▸ **What the task requires**: Count the lines in the records below that contain the word "basalt". Reply with the number alone.

▸ **Data records**:

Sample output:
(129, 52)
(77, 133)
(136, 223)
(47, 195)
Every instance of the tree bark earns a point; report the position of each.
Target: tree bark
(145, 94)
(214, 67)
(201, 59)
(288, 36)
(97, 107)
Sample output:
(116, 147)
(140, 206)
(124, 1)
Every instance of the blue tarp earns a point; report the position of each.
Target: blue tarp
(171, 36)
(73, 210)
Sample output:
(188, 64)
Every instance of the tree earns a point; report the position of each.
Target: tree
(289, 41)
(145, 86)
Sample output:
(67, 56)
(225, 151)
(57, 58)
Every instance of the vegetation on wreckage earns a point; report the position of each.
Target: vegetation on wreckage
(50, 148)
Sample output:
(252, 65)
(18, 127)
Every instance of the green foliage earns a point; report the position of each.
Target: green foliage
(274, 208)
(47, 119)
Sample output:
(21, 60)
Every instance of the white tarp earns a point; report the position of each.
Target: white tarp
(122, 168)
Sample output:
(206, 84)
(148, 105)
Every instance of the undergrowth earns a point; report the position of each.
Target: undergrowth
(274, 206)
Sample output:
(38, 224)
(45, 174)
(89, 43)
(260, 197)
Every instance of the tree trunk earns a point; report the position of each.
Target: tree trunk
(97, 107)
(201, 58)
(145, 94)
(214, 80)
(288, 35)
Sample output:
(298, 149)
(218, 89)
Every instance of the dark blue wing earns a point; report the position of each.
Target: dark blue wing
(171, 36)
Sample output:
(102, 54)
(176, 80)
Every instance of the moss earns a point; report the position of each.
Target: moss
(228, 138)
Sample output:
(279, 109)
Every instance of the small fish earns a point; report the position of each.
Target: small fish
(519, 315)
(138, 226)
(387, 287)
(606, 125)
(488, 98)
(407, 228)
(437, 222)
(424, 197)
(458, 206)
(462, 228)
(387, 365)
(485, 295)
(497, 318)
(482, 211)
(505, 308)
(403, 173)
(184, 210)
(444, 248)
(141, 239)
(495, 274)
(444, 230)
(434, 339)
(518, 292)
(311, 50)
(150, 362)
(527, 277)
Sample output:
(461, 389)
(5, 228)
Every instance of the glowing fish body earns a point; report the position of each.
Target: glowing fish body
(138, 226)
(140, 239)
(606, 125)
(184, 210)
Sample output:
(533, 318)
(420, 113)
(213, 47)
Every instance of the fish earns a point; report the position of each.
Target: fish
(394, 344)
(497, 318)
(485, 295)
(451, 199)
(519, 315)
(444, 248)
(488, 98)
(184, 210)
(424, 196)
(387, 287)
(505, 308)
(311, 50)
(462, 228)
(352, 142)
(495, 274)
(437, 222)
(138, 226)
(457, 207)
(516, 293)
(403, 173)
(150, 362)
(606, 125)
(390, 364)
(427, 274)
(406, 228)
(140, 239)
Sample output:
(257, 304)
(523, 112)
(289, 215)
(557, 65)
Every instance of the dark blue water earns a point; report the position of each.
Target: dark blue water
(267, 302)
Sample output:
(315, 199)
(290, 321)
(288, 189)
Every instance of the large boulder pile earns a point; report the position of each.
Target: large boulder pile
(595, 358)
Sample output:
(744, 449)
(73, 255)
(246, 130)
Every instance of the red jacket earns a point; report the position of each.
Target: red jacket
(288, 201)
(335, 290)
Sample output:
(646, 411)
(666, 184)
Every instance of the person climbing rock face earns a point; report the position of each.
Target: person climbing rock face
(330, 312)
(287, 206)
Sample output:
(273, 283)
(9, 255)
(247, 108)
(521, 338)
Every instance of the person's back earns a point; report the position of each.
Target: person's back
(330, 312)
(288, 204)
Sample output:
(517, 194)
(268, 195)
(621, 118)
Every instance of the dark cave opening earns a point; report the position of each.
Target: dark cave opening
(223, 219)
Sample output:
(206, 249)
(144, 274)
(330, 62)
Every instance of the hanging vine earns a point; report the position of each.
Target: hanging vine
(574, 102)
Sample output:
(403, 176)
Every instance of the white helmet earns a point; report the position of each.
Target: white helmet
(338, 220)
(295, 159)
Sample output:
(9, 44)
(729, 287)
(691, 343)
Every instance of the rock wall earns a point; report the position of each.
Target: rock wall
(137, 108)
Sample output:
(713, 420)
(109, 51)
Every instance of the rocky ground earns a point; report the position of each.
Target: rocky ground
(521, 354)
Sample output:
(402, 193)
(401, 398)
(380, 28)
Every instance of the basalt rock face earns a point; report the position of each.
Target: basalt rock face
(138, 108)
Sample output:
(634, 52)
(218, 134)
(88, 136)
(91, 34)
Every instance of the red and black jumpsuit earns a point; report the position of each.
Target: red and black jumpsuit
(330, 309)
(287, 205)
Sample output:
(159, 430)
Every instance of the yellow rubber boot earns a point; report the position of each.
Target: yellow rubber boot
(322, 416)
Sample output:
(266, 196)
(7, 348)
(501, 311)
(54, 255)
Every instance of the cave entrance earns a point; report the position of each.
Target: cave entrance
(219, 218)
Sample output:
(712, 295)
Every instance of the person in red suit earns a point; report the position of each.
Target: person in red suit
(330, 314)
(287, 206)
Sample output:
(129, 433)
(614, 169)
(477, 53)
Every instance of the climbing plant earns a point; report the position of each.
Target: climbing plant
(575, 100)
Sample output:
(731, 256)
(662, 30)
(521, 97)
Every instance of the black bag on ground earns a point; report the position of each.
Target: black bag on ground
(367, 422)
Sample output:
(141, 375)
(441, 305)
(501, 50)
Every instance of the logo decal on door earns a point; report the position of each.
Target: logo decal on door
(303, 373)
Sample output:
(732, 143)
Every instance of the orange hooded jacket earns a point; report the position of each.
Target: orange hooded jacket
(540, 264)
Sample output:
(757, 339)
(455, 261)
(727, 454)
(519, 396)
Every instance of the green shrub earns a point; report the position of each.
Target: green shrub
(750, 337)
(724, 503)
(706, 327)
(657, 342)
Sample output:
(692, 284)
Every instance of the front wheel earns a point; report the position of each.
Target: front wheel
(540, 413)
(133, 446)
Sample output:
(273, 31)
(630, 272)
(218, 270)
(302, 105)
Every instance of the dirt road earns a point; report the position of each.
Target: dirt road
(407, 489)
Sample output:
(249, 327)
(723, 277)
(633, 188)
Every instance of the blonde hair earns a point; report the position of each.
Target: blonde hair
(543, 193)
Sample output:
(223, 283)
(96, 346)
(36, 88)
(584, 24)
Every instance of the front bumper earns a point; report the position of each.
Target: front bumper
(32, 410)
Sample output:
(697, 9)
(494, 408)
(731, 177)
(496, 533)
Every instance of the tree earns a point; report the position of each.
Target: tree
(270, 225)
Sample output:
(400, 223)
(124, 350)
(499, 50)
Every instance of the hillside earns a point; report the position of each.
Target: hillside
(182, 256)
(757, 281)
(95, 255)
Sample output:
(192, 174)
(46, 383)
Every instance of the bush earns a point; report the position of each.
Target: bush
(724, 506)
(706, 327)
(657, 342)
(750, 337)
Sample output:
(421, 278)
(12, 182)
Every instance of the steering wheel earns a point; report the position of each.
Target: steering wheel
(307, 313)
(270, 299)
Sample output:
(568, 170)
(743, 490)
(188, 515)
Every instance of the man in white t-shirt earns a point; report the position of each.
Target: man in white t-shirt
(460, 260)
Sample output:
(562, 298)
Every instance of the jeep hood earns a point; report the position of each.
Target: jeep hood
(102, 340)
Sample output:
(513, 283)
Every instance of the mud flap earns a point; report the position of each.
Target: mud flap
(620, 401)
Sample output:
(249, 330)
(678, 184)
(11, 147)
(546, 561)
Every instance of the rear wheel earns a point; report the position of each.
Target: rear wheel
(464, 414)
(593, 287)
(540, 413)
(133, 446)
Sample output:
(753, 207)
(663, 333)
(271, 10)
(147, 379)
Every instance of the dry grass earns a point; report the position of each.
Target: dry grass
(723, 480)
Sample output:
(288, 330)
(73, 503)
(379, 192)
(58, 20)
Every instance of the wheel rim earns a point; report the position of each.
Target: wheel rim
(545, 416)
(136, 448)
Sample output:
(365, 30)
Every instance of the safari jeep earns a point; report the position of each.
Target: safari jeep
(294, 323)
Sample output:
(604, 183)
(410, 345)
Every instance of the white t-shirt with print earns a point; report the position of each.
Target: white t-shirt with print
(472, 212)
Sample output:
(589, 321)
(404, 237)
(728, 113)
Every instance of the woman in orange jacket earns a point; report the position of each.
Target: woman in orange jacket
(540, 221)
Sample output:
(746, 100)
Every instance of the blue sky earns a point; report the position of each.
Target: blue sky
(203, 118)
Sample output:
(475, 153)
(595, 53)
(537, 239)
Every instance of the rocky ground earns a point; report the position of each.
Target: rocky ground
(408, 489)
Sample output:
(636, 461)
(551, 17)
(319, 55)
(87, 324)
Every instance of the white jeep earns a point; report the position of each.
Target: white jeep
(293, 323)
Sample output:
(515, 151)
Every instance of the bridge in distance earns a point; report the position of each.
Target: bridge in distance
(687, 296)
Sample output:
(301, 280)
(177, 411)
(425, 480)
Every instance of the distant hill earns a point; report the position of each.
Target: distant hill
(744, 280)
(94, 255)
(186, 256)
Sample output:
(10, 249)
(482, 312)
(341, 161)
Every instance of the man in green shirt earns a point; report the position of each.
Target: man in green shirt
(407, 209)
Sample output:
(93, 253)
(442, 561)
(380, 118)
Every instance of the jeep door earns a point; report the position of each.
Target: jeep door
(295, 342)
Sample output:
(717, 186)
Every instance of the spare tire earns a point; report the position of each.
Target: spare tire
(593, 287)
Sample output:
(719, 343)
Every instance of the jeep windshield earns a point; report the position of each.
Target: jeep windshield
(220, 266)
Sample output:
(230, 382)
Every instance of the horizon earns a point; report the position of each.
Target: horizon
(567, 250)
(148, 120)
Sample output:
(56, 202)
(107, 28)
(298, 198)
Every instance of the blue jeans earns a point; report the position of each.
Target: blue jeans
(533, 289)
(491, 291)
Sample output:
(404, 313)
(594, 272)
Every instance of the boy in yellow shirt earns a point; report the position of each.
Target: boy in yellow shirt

▸ **Complete answer**: 2